■ **Passage shown**:
Forbes contributor Tim Worstall is always a joy to read. Despite overwhelming evidence to the contrary, Worstall’s columns offer steady defense after steady defense of the free market system – he’s even smarter than Pope Francis. It is, of course, his job – or shtick – to defend the failing system. And to his credit, I’m amazed at how quickly one can get sucked into his vortex of moral platitudes.

One of his latest rhetorical tactics is to argue that the market is always right, even when it isn’t. According to Worstall, the free market is always best, even when it requires government intervention, because, hey, no system is perfect. Typically, market liberals don’t know what to do with things like patents, limited liability laws, freeways; that is, all the stuff that is a precondition for the market’s existence. Worstall, however, brilliantly sidesteps this issue, writing:

As we all know there’s enough people out there who tell us that markets don’t work very well, free markets especially don’t work all that well and so, well, we should all be dragooned into doing whatever it is that these people have planned for us. One answer to this is simply to start shouting that free markets do to work so there. A slightly more sophisticated approach would be to agree that yes, markets (whether free or freeish) sometimes they don’t work well. But that markets don’t work well, or even at all, in one or another set of circumstances is not actually proof either that they won’t work well elsewhere or that they’re not working elsewhere. For example, the observation that a monopolised market is not working could well be true but that isn’t proof that non-monopolised markets don’t work.

In other words, the free market is working, it just experiences bumps in the road from time to time. It’s not so much that there is evidence to the contrary, it’s just that there are aberrations, or a lack of will to see the free market through. Worstall blithely concedes, writing, “ free markets aren’t perfect. Yes, we know that, the very existence of the idea of IP is proof of that. The public goods problems of creation and innovation are such that too little will be produced in an entirely free market environment. Therefore we intervene in markets to make them better.”

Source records
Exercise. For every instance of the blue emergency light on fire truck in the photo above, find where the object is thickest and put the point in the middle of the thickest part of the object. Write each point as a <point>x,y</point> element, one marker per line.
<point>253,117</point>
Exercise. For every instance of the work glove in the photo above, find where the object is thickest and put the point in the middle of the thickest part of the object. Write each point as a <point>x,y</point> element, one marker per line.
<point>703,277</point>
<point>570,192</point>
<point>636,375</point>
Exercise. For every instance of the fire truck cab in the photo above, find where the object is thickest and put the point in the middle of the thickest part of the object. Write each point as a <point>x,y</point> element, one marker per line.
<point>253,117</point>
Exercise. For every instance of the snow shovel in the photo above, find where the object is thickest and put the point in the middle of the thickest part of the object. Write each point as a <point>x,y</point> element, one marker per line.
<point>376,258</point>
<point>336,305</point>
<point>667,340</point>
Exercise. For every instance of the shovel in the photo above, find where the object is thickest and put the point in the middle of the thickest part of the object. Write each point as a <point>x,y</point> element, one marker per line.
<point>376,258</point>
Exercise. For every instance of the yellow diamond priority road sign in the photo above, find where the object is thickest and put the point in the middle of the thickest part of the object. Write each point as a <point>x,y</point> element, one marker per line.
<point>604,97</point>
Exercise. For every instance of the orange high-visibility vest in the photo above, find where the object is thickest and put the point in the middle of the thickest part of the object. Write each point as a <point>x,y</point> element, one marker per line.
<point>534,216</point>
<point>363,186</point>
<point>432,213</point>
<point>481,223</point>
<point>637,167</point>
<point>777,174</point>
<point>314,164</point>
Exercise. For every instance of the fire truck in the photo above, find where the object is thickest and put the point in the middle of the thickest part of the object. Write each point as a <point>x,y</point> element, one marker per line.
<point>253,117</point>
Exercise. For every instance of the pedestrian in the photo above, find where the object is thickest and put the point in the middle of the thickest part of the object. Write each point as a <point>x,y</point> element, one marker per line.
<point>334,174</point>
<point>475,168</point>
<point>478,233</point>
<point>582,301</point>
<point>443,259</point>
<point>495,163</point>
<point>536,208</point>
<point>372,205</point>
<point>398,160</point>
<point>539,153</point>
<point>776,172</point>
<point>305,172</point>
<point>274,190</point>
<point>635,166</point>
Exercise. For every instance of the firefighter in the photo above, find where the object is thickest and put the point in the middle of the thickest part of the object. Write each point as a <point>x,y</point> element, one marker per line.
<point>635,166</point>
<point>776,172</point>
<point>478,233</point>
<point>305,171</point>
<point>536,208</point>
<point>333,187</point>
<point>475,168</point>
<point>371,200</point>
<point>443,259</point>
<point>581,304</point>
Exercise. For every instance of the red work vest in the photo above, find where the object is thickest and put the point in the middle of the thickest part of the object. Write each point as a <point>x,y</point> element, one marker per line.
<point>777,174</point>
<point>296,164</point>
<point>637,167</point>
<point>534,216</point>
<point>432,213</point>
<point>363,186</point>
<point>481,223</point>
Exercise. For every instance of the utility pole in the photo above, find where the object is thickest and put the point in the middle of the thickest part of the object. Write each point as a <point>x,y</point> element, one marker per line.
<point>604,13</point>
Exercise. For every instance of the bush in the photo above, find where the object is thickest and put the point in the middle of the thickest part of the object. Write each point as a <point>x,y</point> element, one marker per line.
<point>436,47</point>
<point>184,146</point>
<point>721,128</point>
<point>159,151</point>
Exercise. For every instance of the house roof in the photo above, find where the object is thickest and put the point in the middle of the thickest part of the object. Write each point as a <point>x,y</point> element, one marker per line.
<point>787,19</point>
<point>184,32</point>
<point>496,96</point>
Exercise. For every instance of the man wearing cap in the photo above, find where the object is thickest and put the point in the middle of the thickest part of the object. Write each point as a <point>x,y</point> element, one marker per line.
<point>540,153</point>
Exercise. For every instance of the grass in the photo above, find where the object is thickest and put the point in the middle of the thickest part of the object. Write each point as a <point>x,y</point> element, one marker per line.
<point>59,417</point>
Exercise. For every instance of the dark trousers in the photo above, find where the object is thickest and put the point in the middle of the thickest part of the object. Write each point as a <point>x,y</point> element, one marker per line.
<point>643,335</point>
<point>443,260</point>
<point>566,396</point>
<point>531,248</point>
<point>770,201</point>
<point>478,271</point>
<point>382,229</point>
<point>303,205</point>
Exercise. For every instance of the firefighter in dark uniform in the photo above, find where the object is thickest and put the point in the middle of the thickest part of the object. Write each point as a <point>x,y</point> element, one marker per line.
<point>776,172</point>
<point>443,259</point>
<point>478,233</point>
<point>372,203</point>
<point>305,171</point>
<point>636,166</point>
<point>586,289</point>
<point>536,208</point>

--

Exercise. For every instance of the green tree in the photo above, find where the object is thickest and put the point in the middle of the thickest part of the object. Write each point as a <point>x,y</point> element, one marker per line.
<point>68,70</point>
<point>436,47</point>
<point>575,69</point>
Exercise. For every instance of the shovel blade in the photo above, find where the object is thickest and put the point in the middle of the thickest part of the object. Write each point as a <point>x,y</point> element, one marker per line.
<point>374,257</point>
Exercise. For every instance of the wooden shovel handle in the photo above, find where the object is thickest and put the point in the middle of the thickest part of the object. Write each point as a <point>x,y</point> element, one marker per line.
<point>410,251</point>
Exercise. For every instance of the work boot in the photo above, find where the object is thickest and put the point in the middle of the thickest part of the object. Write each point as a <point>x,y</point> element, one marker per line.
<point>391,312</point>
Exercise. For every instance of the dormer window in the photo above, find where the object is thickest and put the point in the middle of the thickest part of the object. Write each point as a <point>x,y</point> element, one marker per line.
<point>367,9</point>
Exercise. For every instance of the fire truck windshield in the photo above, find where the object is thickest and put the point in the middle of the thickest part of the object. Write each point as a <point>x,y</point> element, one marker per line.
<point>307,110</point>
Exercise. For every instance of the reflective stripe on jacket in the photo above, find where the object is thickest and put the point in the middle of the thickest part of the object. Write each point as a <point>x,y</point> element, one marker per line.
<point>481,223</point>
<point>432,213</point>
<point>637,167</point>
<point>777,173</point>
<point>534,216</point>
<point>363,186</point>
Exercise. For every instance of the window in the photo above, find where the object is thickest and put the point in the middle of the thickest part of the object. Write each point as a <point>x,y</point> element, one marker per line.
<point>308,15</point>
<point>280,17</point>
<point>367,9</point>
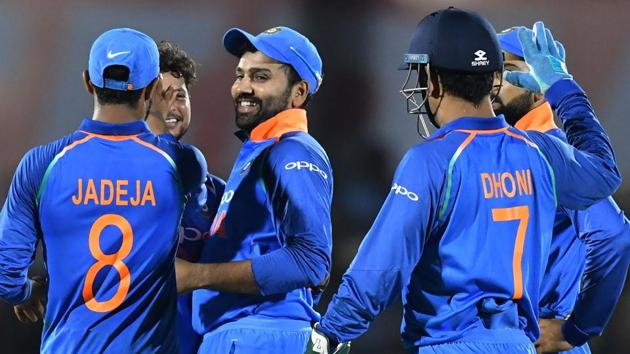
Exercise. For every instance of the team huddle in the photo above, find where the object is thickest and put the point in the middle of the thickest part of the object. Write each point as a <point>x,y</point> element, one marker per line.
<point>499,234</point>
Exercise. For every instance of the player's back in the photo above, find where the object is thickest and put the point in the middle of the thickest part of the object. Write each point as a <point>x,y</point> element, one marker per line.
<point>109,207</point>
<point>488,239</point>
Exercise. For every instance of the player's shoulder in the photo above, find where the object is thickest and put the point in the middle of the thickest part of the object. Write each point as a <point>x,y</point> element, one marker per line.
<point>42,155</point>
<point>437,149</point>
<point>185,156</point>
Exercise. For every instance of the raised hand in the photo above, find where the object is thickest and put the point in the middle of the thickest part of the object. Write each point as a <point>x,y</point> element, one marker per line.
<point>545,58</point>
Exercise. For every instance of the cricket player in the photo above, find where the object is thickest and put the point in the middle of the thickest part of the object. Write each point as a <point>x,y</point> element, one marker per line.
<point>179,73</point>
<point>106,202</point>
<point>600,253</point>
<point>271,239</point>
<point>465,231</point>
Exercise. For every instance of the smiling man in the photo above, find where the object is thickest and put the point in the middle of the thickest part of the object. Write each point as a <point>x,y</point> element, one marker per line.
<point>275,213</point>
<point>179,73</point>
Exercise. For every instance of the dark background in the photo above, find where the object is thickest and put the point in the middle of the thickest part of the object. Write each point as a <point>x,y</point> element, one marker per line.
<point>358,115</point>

■ **What to work on**:
#1 In the commentary on Tim Worstall's free-market columns, what does Worstall say the very existence of the idea of IP is proof of?
#2 List every example the commentary on Tim Worstall's free-market columns gives of things that market liberals typically don't know what to do with.
#3 Continue the commentary on Tim Worstall's free-market columns from its last sentence.

■ **Expected results**:
#1 That free markets aren't perfect.

#2 Patents, limited liability laws, freeways

#3
Several years ago, Karl Polanyi spotted this common tendency among market liberals in The Great Transformation. Their first step is to claim that markets and governments are two separate entities, whereby the latter is often forced to intervene into the autonomous domain of the former (would that it were not so!). When government intervention is required, as with patents for example, market liberals will insist that the source of the problem is “the incomplete application” of the market’s principles. This, writes Polanyi,

is the last remaining argument of economic liberalism today. Its apologists are repeating in endless variations that but for the policies advocated by its critics, liberalism would have delivered the goods; that not the competitive system and the self-regulating market, but the interference with that system and interventions with that market are responsible for our ills. And this argument does not find support in innumerable recent infringements of economic freedom only, but also in the indubitable fact that the movement to spread the system of self-regulating markets was met in the second half of the nineteenth century by a persistent countermove obstructing the free working of such an economy (149-150).

What Worstall and his ilk fail to see is that markets and governments are not two distinct entities in competition with each other. “Laissez-faire was planned,” as Polanyi famously stated. The genesis of the so-called free market system is this: “the road to the free market was opened and kept open by an enormous increase in continuous, centrally organized and controlled interventionism” (146ff.).